● Page text
○ ○ ○
OK, for the purposes of this thread, I don’t care if what I’m asking is impractical or that RAM is cheep. I’m just curious if this is possible.
DOS and Windows (and I’m assuming Linux and MAC OS) can scan a hard-drive and mark bad sectors so that they won’t be used.
Could the same thing be done for RAM? Obviously the RAM itself couldn’t be marked, the bad RAM location(s) would have to put in a file, but at any rate, if you had a bad RAM stick with one or more specific addresses that are bad, could an OS work around them?
Sure.
It’s been done in the past, and may still be done with fault-tolerant systems.
But RAM is cheap these days, and it’s usually considered a better idea to throw away an entire stick if part of it is bad.
Typically, the defect mapping is done by the memory system, and not the OS. An example.
Thanks for the answers. I know about error detection and correction, I was just thinking of motherboards that didn’t take RAM with Parity or ECC, or anything like that.
Since the mapping from virtual adresses to physical adresses is under the control of the OS kernel, the answer is basically yes. The OS can keep a table of bad physical pages and never allocate those pages for use. There is an issue for low physical memory addresses, because the kernel will boot in physical address mode, and bad memory in the area needed for early bootstrap can’t be avoided in this manner. But the rest clearly could. In principle.
However detecting bad memory isn’t trivial. ECC can flag correctable and uncorrectable errors, parity memory can also flag single bit errors, but not correct them. It can’t see all dual bit errors. If the OS gets an uncorrectable error there is little it can do except assume that the process that incurred the error is now toast. If it was the kernel, well a panic (or BSOD) is about the only reasonable (if you can call it that) behaviour. So a system that is in some sense tolerant to memory errors (by trying to map out bad memory) is going to probably seeing a lot more hard failures too. Mapping out pages with persistent single bit errors in an ECC system might be a reasonable compromise.
○ ○ ○
● What the task asks
Continue the bad-RAM thread above, starting right after its last sentence. The lines after this point are separate material, unrelated to the bad-RAM thread above.
○ ○ ○
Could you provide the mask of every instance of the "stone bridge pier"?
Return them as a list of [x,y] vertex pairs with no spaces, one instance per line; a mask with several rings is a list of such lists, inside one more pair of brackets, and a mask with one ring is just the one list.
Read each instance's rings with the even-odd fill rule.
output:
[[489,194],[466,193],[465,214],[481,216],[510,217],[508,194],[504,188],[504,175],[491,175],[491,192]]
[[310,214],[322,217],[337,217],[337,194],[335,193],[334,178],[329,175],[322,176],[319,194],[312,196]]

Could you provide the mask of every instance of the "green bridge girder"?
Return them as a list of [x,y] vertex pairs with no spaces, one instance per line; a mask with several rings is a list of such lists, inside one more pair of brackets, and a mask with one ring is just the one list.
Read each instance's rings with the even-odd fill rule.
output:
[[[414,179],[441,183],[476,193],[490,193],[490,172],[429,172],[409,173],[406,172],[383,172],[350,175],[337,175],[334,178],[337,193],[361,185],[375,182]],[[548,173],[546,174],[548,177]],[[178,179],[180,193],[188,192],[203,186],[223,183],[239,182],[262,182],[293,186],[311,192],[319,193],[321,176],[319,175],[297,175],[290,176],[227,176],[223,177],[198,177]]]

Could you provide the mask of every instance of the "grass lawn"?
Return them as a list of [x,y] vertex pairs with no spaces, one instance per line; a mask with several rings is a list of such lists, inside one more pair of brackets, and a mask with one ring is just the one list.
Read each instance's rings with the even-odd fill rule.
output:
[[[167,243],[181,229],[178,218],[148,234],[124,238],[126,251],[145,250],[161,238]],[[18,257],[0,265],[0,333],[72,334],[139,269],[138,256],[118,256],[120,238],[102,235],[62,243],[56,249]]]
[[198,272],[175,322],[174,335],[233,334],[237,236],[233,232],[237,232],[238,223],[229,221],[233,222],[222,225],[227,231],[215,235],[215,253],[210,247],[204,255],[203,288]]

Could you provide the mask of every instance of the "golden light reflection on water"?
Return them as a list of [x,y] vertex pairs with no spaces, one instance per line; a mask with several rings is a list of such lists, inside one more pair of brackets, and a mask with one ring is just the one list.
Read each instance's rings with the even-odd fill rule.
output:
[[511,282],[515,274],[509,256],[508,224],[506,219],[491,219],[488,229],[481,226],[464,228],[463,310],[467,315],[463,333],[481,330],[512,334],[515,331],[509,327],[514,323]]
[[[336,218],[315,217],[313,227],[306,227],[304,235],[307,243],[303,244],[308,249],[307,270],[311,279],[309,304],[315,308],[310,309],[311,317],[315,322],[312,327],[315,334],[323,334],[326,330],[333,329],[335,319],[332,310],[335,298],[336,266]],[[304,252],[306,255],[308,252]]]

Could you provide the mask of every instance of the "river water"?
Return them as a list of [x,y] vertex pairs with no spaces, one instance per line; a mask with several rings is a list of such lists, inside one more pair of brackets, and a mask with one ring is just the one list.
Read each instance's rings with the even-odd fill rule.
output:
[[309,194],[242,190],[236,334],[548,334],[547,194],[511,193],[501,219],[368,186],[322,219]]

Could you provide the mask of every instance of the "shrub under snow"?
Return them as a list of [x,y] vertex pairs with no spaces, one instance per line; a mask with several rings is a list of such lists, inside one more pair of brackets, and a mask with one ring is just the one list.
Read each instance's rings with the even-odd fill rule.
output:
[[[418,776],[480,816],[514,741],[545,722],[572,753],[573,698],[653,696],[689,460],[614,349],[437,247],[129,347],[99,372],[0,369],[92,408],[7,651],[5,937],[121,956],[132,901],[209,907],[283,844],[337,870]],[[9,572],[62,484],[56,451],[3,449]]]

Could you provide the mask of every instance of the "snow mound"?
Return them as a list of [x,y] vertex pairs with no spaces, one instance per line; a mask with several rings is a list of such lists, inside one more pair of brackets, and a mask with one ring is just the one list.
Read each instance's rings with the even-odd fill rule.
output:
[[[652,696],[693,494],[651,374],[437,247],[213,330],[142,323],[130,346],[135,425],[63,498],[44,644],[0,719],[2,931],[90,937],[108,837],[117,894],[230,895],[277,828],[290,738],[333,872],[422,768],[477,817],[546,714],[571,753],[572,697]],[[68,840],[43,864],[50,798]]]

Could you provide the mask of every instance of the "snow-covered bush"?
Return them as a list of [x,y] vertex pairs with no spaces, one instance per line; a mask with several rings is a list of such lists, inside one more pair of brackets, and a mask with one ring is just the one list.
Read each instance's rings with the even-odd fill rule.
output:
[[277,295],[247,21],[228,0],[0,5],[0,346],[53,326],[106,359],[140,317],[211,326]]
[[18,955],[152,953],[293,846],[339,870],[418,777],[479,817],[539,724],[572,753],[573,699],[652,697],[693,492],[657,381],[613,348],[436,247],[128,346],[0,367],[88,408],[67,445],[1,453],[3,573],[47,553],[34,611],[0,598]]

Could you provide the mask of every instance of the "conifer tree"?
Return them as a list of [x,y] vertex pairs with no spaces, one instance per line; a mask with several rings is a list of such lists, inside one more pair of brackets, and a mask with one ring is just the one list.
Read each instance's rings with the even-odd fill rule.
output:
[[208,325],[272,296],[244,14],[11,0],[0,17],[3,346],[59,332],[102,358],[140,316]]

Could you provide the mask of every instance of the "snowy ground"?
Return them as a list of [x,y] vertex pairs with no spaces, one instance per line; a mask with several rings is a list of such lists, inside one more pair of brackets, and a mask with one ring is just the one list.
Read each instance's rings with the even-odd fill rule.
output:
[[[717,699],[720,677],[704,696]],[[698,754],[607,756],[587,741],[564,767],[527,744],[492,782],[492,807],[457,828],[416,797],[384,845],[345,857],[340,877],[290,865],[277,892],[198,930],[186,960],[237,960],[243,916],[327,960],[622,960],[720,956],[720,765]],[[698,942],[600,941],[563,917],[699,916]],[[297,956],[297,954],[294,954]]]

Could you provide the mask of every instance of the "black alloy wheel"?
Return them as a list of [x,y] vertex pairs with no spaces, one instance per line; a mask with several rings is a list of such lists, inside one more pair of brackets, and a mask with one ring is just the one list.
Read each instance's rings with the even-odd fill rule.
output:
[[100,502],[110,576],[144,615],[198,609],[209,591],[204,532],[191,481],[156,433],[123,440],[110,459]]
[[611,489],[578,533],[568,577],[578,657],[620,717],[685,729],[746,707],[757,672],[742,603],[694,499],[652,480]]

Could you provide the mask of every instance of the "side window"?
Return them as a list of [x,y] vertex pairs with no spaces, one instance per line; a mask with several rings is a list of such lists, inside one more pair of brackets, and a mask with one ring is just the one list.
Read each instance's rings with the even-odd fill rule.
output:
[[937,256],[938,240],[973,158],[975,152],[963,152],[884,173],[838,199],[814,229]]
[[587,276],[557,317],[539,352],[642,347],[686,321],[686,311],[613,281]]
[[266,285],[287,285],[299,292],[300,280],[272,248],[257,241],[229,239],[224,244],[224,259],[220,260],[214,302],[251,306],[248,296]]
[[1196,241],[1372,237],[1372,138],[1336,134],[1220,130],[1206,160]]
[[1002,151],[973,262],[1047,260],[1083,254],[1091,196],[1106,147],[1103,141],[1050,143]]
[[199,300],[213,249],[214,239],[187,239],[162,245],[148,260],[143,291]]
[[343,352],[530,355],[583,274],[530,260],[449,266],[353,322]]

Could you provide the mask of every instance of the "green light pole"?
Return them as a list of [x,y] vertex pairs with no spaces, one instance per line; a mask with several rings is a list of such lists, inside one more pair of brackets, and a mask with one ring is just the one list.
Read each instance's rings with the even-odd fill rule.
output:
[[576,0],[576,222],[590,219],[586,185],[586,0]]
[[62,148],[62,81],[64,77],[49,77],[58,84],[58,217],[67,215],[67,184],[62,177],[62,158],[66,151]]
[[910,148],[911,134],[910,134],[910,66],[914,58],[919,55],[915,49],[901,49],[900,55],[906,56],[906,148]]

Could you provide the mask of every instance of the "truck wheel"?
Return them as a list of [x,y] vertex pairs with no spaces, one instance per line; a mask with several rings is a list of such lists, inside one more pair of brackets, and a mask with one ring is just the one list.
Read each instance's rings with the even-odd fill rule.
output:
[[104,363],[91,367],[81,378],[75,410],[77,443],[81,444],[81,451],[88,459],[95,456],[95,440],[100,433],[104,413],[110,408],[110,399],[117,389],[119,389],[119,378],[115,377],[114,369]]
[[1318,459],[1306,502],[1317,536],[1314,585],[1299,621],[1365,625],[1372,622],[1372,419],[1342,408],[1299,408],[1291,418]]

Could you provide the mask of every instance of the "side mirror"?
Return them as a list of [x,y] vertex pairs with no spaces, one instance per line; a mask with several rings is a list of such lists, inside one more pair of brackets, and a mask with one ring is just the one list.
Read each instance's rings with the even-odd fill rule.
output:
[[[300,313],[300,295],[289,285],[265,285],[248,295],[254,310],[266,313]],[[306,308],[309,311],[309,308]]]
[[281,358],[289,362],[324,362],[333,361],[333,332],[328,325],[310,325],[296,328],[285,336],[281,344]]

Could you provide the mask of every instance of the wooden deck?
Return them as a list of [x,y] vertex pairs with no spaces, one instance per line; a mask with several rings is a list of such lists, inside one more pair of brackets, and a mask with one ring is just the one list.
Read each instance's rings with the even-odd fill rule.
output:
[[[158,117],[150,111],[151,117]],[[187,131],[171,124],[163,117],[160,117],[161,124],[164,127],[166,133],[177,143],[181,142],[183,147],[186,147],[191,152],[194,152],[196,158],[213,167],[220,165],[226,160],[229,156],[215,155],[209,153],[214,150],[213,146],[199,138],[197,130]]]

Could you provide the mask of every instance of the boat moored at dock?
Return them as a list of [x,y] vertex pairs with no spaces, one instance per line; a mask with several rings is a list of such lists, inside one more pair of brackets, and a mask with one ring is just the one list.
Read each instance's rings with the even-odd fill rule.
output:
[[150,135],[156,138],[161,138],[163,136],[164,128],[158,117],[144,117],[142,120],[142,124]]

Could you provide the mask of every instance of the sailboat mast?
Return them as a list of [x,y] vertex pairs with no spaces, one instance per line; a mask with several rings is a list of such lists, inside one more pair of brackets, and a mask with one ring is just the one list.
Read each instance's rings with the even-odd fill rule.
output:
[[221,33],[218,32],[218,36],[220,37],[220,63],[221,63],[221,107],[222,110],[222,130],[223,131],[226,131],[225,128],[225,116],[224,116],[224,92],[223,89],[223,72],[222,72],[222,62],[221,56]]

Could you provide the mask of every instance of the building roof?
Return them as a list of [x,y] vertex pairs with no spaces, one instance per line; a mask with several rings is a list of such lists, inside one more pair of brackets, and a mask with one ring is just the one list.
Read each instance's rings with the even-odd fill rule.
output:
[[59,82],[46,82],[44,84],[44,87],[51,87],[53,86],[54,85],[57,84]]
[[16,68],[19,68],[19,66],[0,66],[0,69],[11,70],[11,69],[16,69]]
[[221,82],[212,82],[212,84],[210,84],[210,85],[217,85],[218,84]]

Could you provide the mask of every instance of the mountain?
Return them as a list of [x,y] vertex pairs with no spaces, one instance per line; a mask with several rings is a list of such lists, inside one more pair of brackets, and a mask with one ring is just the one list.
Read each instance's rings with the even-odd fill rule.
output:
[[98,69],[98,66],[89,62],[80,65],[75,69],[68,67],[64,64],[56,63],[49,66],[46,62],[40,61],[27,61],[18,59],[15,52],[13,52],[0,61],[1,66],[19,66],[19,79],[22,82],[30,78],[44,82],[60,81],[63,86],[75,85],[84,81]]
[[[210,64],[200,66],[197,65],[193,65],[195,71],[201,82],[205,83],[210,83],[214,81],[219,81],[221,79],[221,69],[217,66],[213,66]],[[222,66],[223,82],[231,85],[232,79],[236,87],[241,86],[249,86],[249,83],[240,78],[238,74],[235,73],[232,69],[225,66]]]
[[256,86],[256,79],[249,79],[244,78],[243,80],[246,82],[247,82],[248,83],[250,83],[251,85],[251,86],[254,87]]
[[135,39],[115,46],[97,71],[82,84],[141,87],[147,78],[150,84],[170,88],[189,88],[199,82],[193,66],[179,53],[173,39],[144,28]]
○ ○ ○
● Result of the exercise
Properly testing memory is appalling difficult. Almost no-one ever does a real memory function test, as they take days. Memory failures can be very subtle. Leaky cells that forget over a period of hours, and worse. So it is going to be difficult to identify true failing memory addresses over random one off failures.
Mapping out the bad memory in the OS has the advantage that you don’t add any overhead to the memory internals - since you are already performing a memory address mapping for virtual memory you have already paid the price.
Bad caches, I agree. But for bad embedded memory, doing a software mapping would be absurdly expensive.
Testing memory functionally is tough, but pretty much all processors use Build In Self Test (BIST) to do embedded memories - and there is also some tools that put the BIST hardware on an ASIC and use the same technique to test external memories. The BIST hardware sits right next to the RAM and tests it at-speed, which is very important. In the old days the BIST would be set up with an algorithm to test for the defects most likely to be seen in a given memory design, but we discovered that nature always inserted defects that we didn’t bother to test for, so many BIST engines are now programmable.
Memories are so big these days that during production their failure rates are very high. To improve yields nearly everyone designs them with redundant rows and columns. During manufacturing test, you run BIST on the memory, find the failing bits, and blow efuses to do the substitution using several clever algorithms.
If you really want fault tolerance, this can be extended to Built-In Self Repair, where on power-up you run BIST, find the defective cells, and use soft fuses or something similar to do the repair. This doesn’t hurt performance. The hardware overhead doesn’t matter since you gain far more yield by doing repairs than you lose.
The Open Sparc definition has ways of marking bits as dirty as a way of implementing mapping for faulty caches. I was on a committee looking at this a few years ago, but I think I tossed my documentation.